* _Page text_:

FIG. 1 is a front elevation view, partially in cross-section, of a molten metal pump in accord with the present invention;

FIG. 2 is a side elevation view, also partially in cross-section, of Fig. 1;
FIG. 3 is a front elevation view, partially in cross-section, of the rod of Fig. 1;

FIG. 4 is a front elevation view, in cross-section, of the inventive sheath of Fig. 1;

6a FIG. 5 is a front elevation view, in cross-section, of an alternative post embodiment;

FIGS. 6, 7 and 8 are front elevation views, in cross-section, of alternative post and base seating arrangements;

FIG. 9 is a front elevation view, in cross-section, of a segmented post design;

FIG. 10 is a front elevation view, in cross-section, of an alternative segmented sheath design;

FIG. 11 is an exploded side elevation view, in cross-section, of an alternative post/base joining arrangement;

FIG. 12 is an exploded view of section A of Fig. 11 showing the fluid tight joint;

FIGS. 13 and 14 provide alternative base and post joining mechanisms;
FIG. 15 is a top view of the base and post of Fig. 14 with their eccentric diameters aligned to allow insertion of post into base;

FIG. 16 is a top view of the base and post of Figs. 14 and 15 with the post rotated to misaligned diameters to achieve a locking arrangement; and FIG 17 is a front elevation view, partially in cross-section, of a shaft impeller arrangement of the present invention.

. 20 Detailed Description of the Invention Reference will now be made in detail to the present preferred embodiment of the invention, an example of which is illustrated in the accompanying drawings. While the invention will be described in connection with a preferred embodiment, it will be understood that it is not intended to limit the invention to that embodiment. On the contrary, it is intended to cover all alternatives, modifications and equivalents as may be included within the spirit and scope of the invention defined by the appended claims.

* _Jobs_:
A: Which figure in the patent figure descriptions is a top view of the base and post with their eccentric diameters aligned to allow insertion of the post into the base?
B: Reproduce the stretch of the rows from the one containing "Find every instance of the wooden shelf" through the end of the rows.

Entries from a pointing dataset

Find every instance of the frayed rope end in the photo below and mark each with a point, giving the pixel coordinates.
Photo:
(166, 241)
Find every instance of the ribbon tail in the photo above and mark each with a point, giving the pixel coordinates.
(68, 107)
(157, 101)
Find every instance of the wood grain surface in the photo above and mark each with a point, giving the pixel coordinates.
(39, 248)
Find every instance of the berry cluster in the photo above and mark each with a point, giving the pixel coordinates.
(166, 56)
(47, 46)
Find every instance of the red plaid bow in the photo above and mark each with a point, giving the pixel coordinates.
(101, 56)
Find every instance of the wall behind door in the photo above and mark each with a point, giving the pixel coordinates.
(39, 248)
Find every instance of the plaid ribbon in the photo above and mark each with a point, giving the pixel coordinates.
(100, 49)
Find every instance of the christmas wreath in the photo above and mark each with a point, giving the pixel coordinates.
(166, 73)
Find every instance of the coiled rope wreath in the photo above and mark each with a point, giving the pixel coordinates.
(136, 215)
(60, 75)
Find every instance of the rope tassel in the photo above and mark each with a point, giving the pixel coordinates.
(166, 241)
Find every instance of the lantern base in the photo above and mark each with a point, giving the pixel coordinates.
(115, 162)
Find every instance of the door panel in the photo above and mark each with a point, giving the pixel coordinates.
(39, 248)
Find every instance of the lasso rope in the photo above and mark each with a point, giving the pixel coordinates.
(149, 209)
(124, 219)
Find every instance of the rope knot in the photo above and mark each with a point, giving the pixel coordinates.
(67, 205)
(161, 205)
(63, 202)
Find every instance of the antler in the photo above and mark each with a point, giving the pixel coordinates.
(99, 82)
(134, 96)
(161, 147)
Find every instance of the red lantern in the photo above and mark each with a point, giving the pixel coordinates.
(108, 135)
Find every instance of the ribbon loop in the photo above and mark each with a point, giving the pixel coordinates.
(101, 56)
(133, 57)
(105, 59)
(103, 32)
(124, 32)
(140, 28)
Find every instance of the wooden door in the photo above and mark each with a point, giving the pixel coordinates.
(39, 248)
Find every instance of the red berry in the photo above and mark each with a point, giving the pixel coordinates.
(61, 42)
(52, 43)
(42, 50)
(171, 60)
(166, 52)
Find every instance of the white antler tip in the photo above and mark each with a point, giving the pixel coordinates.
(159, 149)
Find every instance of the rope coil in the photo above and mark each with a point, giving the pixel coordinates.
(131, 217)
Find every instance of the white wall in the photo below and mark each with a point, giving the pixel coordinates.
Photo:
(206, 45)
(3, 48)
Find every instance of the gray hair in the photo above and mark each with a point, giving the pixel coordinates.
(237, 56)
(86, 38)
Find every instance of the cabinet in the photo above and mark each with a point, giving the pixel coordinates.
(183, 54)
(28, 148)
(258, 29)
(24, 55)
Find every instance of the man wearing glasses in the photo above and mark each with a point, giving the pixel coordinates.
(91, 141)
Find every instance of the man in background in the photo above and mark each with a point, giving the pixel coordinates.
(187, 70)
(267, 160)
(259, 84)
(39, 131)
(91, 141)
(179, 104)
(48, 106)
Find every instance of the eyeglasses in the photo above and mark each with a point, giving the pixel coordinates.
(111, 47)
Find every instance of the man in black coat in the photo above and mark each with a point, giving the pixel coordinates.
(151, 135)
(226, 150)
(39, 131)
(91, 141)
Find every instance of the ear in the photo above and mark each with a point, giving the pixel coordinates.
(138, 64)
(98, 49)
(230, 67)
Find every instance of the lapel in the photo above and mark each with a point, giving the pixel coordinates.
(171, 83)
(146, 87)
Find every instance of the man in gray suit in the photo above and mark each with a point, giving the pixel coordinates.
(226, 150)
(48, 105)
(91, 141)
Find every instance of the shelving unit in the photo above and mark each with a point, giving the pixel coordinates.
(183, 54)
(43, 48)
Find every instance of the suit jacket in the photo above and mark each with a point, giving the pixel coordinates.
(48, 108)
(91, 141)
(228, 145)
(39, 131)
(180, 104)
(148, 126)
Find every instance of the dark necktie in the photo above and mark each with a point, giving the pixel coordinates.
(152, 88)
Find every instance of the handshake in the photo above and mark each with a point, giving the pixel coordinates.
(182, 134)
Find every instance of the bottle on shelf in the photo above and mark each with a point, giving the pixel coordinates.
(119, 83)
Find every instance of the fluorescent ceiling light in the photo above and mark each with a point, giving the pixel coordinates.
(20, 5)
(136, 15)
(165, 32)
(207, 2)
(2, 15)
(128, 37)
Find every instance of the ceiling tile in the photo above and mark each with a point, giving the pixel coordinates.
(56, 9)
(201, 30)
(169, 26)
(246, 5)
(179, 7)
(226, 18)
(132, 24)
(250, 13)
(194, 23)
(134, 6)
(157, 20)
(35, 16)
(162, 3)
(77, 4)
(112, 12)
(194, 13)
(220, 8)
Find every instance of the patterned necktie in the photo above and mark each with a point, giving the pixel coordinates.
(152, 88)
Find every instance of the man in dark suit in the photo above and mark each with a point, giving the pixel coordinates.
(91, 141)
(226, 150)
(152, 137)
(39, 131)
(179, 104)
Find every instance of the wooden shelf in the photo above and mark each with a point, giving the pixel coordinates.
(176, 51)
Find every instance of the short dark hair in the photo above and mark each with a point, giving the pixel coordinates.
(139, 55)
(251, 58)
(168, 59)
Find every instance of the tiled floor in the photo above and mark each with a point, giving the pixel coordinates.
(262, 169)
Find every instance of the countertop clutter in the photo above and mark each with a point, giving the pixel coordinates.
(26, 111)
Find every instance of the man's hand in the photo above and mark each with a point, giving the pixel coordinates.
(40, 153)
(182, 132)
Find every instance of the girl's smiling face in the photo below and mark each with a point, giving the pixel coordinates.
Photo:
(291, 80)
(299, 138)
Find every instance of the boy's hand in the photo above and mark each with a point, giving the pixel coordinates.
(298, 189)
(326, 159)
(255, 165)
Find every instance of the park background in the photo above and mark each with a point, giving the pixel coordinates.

* _Responses per task_:
A: FIG. 15

B:
Find every instance of the wooden shelf in the photo above and mark each with a point, giving the pixel coordinates.
(176, 51)
Find every instance of the short dark hair in the photo above and mark each with a point, giving the pixel coordinates.
(139, 55)
(251, 58)
(168, 59)
Find every instance of the tiled floor in the photo above and mark each with a point, giving the pixel coordinates.
(262, 169)
Find every instance of the countertop clutter in the photo above and mark each with a point, giving the pixel coordinates.
(26, 111)
Find every instance of the man's hand in the photo above and mark each with a point, giving the pixel coordinates.
(40, 153)
(182, 132)
Find every instance of the girl's smiling face in the photo below and mark each with a point, giving the pixel coordinates.
Photo:
(291, 80)
(299, 138)
Find every instance of the boy's hand in the photo above and mark each with a point, giving the pixel coordinates.
(298, 189)
(326, 159)
(255, 165)
Find every instance of the park background in the photo above and mark each with a point, giving the pixel coordinates.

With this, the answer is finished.